**Available data:**
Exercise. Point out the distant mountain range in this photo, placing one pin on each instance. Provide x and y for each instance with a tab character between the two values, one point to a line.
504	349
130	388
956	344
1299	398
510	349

**What the task asks:**
Transcribe every entry exactly.

**The answer:**
Exercise. Point out the distant mountain range in this photo, placing one pin on each instance. Provide x and y for each instance with a tab character between the two values, one point to a line.
504	349
130	388
956	344
1299	398
510	349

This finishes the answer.